#### [DIRECTIONS]
Return each line of the listing that follows in which the string "every" can be found.

··········

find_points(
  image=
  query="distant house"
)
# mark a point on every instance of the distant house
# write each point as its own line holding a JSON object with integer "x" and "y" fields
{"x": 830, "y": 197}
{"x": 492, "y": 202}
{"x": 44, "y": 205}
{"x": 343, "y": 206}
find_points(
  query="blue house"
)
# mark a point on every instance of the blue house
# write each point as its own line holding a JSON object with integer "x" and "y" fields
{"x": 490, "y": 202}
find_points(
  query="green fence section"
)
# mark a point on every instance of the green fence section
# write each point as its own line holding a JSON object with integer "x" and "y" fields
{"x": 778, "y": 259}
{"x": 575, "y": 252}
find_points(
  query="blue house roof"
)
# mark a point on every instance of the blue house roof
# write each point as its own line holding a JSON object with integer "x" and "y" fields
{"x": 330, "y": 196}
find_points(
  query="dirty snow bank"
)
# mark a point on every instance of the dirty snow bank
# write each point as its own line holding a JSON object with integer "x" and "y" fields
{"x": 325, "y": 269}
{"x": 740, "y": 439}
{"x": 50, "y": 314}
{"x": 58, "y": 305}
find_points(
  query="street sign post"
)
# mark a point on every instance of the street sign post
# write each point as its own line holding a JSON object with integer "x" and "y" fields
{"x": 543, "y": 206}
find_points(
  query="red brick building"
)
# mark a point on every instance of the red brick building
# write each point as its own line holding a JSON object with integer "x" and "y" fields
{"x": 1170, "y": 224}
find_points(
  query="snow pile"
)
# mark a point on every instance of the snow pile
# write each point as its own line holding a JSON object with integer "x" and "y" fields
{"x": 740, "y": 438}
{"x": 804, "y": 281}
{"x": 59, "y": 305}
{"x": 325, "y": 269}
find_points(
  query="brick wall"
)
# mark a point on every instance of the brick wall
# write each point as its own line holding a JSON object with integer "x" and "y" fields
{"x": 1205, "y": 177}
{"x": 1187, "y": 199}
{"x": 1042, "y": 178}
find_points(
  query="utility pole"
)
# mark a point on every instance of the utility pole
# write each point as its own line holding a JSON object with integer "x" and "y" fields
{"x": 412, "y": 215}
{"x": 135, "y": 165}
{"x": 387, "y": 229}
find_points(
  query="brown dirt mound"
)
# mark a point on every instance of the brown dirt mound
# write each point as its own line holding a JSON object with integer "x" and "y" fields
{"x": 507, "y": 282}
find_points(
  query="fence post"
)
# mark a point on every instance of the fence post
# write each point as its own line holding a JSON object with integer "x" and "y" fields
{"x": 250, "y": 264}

··········

#### [RESPONSE FOR THIS EXERCISE]
# mark a point on every instance of the distant house
# mark a point on every instance of the blue house
# mark a point on every instance of the green fence section
# mark a point on every instance of the blue house roof
# mark a point on every instance of the dirty snow bank
# mark a point on every instance of the street sign post
# mark a point on every instance of the red brick building
# mark a point on every instance of the snow pile
# mark a point on every instance of the brick wall
# mark a point on every instance of the utility pole
# mark a point on every instance of the brown dirt mound
# mark a point on every instance of the fence post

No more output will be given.